任务说明 1: 在下方的数据行中，把含有“Exercise. Indicate the small pink”的那一行到含有“x=166, y=63”的那一行（首尾两行都包括）完整重写一遍，请求部分原样保留。只处理这些行：答案中的坐标数值乘以1.85后四舍五入为整数（恰为.5时进位）。请求及其格式示例中的数字保持不变。

文档:
>>>>>

从末尾读取大文件

Question

从末尾读取大文件

phpfile-io

14

我可以在PHP端读取文件吗？比如我想读取最后10-20行的内容？

如果文件大小超过10MB，我会开始收到错误信息。

如何防止发生这种错误？

读取普通文件时，我们使用以下代码：

if ($handle) {
    while (($buffer = fgets($handle, 4096)) !== false) {
    $i1++;
    $content[$i1]=$buffer;
    }
    if (!feof($handle)) {
        echo "Error: unexpected fgets() fail\n";
    }
    fclose($handle);
}

我的文件可能超过10MB，但我只需要读取最后几行。我该怎么做？

谢谢。

- kritya

可能是重复的问题: PHP - 从文本文件末尾读取 - hippietrail

11个回答

7

这取决于你如何解释“可以”。

如果你想知道是否可以直接使用PHP函数而不必读取所有前面的行，则答案是：不行，你不能这样做。

换行符是数据的一种解释方式，只有在实际读取数据时才能知道它们的位置。

如果文件非常大，我不会这样做。最好的方法是从文件末尾开始扫描文件，并逐渐从文件末尾读取块。

<<<<<

所给数据:
>>>>>

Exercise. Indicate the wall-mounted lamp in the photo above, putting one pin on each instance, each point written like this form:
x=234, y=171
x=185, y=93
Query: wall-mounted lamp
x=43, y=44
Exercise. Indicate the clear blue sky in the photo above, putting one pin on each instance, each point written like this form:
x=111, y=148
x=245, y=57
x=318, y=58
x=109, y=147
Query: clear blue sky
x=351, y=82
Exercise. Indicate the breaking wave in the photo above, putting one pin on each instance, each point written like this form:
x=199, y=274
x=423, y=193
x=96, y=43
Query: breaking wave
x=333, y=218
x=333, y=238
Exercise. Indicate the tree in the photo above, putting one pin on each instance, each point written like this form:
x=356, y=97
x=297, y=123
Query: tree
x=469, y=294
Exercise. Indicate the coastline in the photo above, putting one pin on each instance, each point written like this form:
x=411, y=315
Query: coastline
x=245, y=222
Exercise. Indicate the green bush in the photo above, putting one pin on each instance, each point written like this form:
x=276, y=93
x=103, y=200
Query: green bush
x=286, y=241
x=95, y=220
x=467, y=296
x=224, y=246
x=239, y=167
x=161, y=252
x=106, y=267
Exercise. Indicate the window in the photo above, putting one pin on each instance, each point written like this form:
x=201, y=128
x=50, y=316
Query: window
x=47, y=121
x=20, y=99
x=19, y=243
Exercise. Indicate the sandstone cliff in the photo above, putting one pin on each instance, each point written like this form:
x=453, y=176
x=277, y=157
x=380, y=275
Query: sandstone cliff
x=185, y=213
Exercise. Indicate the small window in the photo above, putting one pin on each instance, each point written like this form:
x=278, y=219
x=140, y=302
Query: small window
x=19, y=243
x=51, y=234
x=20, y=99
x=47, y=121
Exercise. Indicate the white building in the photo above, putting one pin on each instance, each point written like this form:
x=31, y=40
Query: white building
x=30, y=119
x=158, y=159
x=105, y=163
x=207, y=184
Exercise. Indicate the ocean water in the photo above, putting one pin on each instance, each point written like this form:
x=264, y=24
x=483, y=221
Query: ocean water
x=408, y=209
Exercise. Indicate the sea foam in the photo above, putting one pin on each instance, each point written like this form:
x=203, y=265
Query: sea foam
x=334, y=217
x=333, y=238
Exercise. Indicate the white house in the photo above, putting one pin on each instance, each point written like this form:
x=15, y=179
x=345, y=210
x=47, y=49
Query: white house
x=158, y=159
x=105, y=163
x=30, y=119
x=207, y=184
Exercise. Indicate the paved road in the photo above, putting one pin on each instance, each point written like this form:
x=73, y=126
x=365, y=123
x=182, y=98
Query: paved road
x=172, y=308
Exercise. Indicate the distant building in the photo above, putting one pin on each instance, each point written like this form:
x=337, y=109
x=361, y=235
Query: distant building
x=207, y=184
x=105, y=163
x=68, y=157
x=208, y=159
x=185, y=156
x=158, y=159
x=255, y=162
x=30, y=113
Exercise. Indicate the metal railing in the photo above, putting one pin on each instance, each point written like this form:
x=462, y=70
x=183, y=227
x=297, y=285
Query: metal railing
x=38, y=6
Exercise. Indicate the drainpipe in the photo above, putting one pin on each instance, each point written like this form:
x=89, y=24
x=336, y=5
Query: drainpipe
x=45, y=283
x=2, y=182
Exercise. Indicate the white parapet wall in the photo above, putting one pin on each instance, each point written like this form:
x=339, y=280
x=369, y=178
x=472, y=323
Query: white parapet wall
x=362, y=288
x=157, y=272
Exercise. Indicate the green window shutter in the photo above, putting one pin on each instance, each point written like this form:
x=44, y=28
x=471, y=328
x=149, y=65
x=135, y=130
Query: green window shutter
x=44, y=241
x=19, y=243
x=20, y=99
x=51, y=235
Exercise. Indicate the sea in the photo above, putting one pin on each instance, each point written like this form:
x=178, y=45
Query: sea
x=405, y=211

<<<<<
>>>>>

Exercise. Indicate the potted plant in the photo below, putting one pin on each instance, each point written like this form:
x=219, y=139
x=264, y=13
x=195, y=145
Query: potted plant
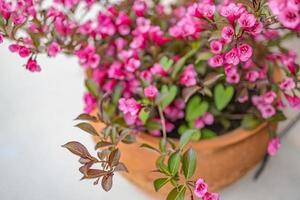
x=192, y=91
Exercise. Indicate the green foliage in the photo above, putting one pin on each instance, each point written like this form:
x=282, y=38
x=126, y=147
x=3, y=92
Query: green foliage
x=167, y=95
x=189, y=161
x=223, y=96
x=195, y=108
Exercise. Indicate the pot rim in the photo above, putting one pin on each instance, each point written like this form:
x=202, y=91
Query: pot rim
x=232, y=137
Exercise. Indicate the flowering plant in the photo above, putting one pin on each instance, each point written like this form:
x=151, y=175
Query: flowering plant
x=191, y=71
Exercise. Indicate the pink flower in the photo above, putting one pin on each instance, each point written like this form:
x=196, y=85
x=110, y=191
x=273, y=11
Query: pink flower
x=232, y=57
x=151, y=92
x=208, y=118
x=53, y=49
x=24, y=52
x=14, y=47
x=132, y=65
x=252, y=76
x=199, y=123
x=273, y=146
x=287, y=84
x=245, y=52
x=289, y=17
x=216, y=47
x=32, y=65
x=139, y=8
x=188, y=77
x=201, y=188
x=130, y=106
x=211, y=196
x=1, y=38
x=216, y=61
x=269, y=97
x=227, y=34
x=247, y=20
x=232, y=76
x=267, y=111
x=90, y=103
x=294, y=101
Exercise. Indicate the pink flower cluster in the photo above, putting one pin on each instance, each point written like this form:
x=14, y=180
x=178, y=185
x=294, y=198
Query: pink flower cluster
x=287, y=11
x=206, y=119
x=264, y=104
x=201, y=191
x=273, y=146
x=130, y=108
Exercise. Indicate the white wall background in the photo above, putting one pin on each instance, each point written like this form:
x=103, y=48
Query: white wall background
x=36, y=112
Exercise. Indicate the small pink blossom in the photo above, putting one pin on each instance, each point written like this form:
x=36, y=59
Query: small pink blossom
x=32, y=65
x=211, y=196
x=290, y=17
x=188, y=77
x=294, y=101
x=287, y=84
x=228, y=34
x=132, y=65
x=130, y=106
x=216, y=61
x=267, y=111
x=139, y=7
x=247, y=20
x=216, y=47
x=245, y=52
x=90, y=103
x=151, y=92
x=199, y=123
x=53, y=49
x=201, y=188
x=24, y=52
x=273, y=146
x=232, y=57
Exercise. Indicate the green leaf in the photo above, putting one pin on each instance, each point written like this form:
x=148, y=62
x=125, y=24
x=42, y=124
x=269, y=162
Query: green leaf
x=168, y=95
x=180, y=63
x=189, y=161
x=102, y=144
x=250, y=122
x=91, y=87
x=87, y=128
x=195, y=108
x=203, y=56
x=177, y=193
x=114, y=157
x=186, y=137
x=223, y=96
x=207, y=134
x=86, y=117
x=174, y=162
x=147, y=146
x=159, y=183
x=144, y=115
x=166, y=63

<<<<<

任务说明 2: 用两句话概括上文关于从末尾读取PHP大文件的帖子。

练习答案 1:
Exercise. Indicate the small pink blossom in the photo above, putting one pin on each instance, each point written like this form:
x=36, y=59
Query: small pink blossom
x=59, y=120
x=390, y=363
x=537, y=31
x=348, y=142
x=544, y=187
x=531, y=155
x=422, y=63
x=244, y=120
x=241, y=196
x=400, y=113
x=494, y=205
x=257, y=13
x=457, y=37
x=400, y=87
x=453, y=96
x=167, y=191
x=279, y=170
x=368, y=228
x=98, y=91
x=372, y=348
x=44, y=96
x=505, y=270
x=429, y=105
Exercise. Indicate the green leaf in the photo above, putting one pin on each instance, each point written like this form:
x=148, y=62
x=125, y=24
x=42, y=124
x=269, y=162
Query: green leaf
x=311, y=176
x=333, y=117
x=350, y=298
x=189, y=266
x=463, y=226
x=168, y=161
x=161, y=237
x=361, y=200
x=376, y=104
x=327, y=357
x=211, y=290
x=344, y=253
x=413, y=178
x=383, y=248
x=159, y=216
x=322, y=300
x=272, y=270
x=294, y=339
x=266, y=213
x=307, y=117

练习答案 2: 提问者想用PHP读取一个可能超过10MB的文件的最后10到20行，因为文件超过10MB时就会开始收到错误信息。一个回答指出，不能直接用PHP函数跳过前面所有行来读取，因为换行符只有在实际读取数据时才能知道位置；对于非常大的文件，最好从末尾开始扫描并逐块读取。